(Collected data entries)

::::::::

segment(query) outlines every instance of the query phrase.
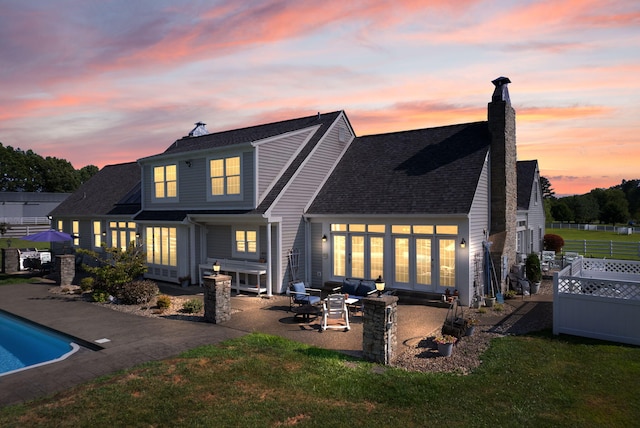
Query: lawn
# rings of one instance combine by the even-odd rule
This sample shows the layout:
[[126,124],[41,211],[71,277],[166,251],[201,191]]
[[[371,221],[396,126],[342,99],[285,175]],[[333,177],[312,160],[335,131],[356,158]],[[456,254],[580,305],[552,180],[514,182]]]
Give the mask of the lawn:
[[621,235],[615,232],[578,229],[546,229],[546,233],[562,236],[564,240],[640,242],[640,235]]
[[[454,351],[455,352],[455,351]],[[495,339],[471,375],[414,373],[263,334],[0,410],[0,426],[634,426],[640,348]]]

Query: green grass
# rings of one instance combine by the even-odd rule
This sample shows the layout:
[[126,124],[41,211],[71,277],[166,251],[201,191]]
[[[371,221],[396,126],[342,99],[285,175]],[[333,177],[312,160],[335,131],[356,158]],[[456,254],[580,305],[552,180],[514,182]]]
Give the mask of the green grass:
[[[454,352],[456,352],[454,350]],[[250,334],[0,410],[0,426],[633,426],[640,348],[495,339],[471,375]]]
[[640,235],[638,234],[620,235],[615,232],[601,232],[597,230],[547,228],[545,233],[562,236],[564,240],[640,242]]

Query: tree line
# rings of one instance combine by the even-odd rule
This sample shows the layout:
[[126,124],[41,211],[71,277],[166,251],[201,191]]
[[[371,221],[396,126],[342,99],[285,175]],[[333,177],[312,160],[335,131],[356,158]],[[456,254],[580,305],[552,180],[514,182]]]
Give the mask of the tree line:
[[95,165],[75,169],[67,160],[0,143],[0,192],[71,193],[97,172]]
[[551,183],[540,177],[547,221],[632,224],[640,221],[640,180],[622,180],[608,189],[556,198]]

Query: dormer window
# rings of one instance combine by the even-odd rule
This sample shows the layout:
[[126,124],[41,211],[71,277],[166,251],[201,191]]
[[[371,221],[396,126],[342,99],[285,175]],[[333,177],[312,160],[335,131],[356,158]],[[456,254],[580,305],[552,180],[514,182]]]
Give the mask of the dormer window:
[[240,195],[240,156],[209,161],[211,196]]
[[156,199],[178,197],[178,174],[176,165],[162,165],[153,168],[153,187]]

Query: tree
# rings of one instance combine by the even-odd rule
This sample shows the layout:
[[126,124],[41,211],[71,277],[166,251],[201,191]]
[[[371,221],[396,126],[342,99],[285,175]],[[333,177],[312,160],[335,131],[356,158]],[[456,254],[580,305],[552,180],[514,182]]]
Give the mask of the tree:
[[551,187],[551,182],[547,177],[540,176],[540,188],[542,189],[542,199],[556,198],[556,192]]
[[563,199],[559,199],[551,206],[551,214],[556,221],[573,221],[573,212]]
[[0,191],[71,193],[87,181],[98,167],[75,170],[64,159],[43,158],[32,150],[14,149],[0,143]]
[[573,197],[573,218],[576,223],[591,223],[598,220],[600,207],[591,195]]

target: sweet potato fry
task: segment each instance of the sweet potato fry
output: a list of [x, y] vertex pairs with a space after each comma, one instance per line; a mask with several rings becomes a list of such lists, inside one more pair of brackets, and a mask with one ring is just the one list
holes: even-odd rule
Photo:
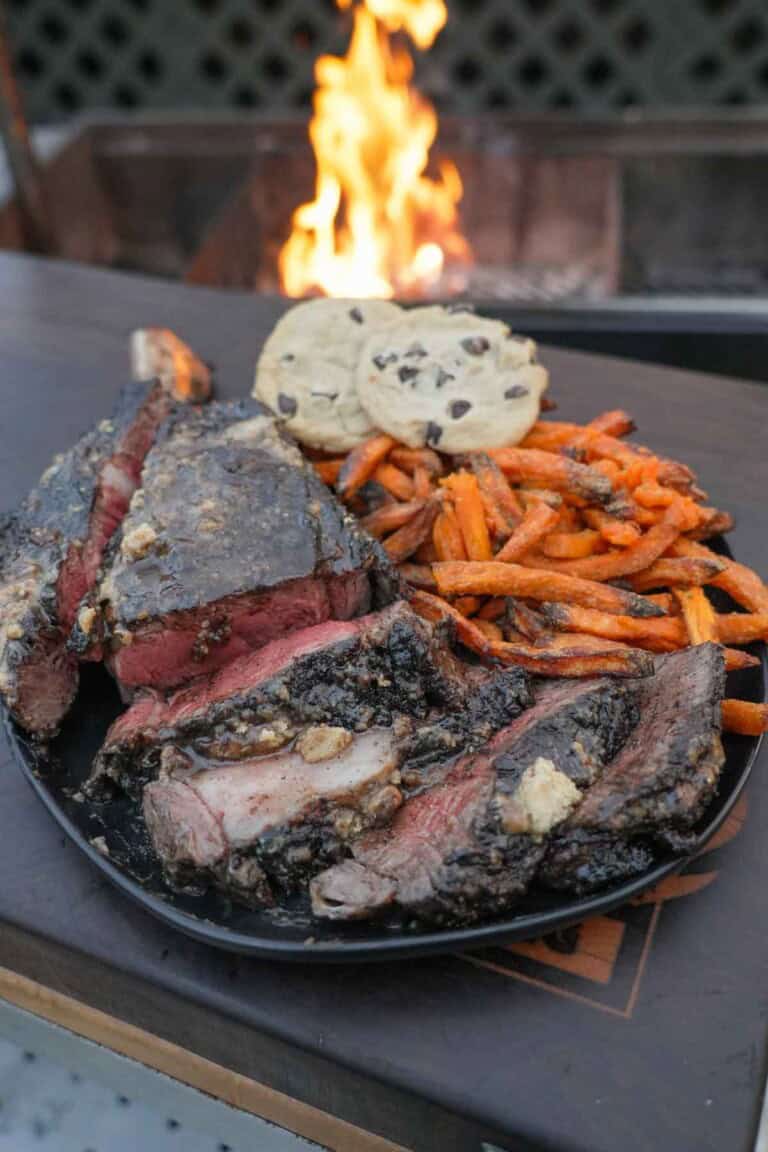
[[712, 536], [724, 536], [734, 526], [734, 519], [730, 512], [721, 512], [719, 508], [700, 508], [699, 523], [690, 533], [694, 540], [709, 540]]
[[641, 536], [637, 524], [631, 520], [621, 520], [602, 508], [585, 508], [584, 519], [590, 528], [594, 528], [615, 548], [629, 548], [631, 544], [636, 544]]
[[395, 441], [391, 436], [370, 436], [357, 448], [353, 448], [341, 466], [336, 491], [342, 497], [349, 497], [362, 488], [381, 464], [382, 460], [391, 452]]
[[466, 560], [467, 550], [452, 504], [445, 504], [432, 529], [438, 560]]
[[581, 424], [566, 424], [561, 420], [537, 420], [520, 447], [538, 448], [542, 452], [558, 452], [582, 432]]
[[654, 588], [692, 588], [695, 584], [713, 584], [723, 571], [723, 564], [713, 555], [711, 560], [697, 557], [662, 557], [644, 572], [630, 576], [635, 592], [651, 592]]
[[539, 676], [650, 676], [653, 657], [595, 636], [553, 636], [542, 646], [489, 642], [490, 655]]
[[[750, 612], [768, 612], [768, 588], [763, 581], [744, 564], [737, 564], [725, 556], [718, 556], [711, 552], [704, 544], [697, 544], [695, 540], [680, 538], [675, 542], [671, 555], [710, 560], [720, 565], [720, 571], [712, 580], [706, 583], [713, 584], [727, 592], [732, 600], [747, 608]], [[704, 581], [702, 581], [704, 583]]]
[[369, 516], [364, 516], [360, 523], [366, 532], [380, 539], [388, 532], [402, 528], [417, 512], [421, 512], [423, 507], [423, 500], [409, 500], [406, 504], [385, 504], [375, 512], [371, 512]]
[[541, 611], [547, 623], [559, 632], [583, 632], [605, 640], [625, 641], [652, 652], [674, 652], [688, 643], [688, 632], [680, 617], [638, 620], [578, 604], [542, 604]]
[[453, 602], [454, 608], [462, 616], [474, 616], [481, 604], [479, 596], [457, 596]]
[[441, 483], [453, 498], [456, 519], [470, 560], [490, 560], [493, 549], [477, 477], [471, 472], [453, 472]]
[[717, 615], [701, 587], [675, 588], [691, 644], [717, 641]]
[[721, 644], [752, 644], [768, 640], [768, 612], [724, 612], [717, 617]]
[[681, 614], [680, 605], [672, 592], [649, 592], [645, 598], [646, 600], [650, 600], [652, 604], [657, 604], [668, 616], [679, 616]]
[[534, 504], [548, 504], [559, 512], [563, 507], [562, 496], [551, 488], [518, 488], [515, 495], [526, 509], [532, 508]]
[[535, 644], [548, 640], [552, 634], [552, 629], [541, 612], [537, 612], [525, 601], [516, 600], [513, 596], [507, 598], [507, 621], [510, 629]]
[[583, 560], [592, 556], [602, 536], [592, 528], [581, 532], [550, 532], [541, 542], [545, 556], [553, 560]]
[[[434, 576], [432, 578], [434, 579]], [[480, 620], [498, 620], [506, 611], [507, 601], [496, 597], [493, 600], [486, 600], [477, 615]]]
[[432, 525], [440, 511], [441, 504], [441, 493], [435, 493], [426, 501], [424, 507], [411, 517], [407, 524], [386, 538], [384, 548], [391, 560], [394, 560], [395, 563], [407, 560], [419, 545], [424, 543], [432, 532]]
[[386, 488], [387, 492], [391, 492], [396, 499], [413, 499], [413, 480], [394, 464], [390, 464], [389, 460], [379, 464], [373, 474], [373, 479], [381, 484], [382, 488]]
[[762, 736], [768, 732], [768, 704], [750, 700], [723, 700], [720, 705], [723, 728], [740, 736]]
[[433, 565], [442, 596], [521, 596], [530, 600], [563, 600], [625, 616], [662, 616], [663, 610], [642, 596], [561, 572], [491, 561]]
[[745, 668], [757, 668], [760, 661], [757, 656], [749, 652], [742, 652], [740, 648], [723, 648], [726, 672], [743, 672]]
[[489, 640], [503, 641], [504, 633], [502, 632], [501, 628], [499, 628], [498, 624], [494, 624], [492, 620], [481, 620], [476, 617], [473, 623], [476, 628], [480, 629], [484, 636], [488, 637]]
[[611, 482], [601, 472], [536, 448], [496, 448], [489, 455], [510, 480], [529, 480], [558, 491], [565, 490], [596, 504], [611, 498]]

::::::::

__TASK PROMPT__: What you give back should be exactly the lines of the data above from the line with "Give the mask of the green" through the line with "task: segment each", both of those included, and nothing more.

__WRITTEN ANSWER__:
Give the mask of the green grass:
[[[454,352],[456,352],[454,350]],[[250,334],[0,410],[0,426],[633,426],[640,348],[495,339],[471,375]]]
[[640,235],[638,234],[620,235],[615,232],[601,232],[597,230],[547,228],[545,233],[562,236],[564,240],[640,242]]

Query: tree line
# rings of one instance combine by the even-odd rule
This sample shows the layout:
[[126,124],[41,211],[71,277],[166,251],[201,191]]
[[[371,221],[396,126],[342,99],[285,175]],[[333,177],[312,160],[335,131],[356,158]],[[456,254],[580,305],[552,180],[514,182]]]
Give the mask of the tree line:
[[95,165],[75,169],[67,160],[0,143],[0,192],[71,193],[97,172]]
[[551,183],[540,177],[547,221],[632,224],[640,221],[640,180],[622,180],[608,189],[556,198]]

Query: dormer window
# rings of one instance combine by the even-odd rule
This sample shows the layout:
[[126,124],[41,211],[71,277],[166,251],[201,191]]
[[[371,221],[396,126],[342,99],[285,175]],[[333,177],[312,160],[335,131],[356,158]],[[456,254],[580,305],[552,180],[514,182]]]
Give the mask of the dormer window:
[[240,195],[240,156],[209,161],[211,196]]
[[156,199],[178,197],[178,174],[176,165],[162,165],[153,168],[153,187]]

Query: tree
# rings of one instance combine by the even-odd rule
This sample shows the layout:
[[126,124],[41,211],[71,277],[166,251],[201,191]]
[[[371,221],[396,126],[342,99],[285,175]],[[333,177],[312,160],[335,131],[356,158]],[[456,254],[580,305],[552,180],[514,182]]]
Give the mask of the tree:
[[551,187],[551,182],[547,177],[540,176],[540,188],[542,189],[542,199],[556,198],[556,192]]
[[563,199],[559,199],[551,206],[551,214],[556,221],[573,221],[573,212]]
[[0,191],[71,193],[87,181],[98,167],[75,170],[64,159],[43,158],[32,150],[14,149],[0,143]]
[[573,197],[573,218],[576,223],[591,223],[598,220],[600,207],[591,195]]

target: sweet potato fry
task: segment each instance of the sweet potato fry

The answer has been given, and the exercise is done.